Posted on: October 17, 2024

Qualities of a Great Bartender

Qualities of a Great Bartender

What makes a great bartender?

It’s not just about an encyclopedic knowledge of cocktail recipes and the right pair of shoes. It's a profession that demands a unique blend of skills and personality traits to navigate the fast-paced, demanding environment of a bar or restaurant.

So, what exactly makes a great bartender? Here's a breakdown of the key qualities that separate the good from the exceptional.

#1: Friendly Personality

One of the key traits of a successful bartender is the ability to connect with people well enough to make them feel comfortable and welcome.

Great bartenders are outgoing, approachable, upbeat, and confident but agreeable. They’re good at light conversation, quick with a joke, and able to engage all sorts of people.

New bartenders often need to practice striking the right tone while staying professional and service-oriented. It’s great to remember regulars and strike up relationships, but the best bartenders know how to be sociable without becoming too personally involved.

Source material
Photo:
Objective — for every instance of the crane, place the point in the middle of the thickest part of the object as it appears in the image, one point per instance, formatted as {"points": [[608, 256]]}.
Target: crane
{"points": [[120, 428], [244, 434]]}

What to do
Quote the text on bartender qualities in full, word for word. This data comes from a separate source.

Solution for this exercise
Posted on: October 17, 2024

Qualities of a Great Bartender

Qualities of a Great Bartender

What makes a great bartender?

It’s not just about an encyclopedic knowledge of cocktail recipes and the right pair of shoes. It's a profession that demands a unique blend of skills and personality traits to navigate the fast-paced, demanding environment of a bar or restaurant.

So, what exactly makes a great bartender? Here's a breakdown of the key qualities that separate the good from the exceptional.

#1: Friendly Personality

One of the key traits of a successful bartender is the ability to connect with people well enough to make them feel comfortable and welcome.

Great bartenders are outgoing, approachable, upbeat, and confident but agreeable. They’re good at light conversation, quick with a joke, and able to engage all sorts of people.

New bartenders often need to practice striking the right tone while staying professional and service-oriented. It’s great to remember regulars and strike up relationships, but the best bartenders know how to be sociable without becoming too personally involved.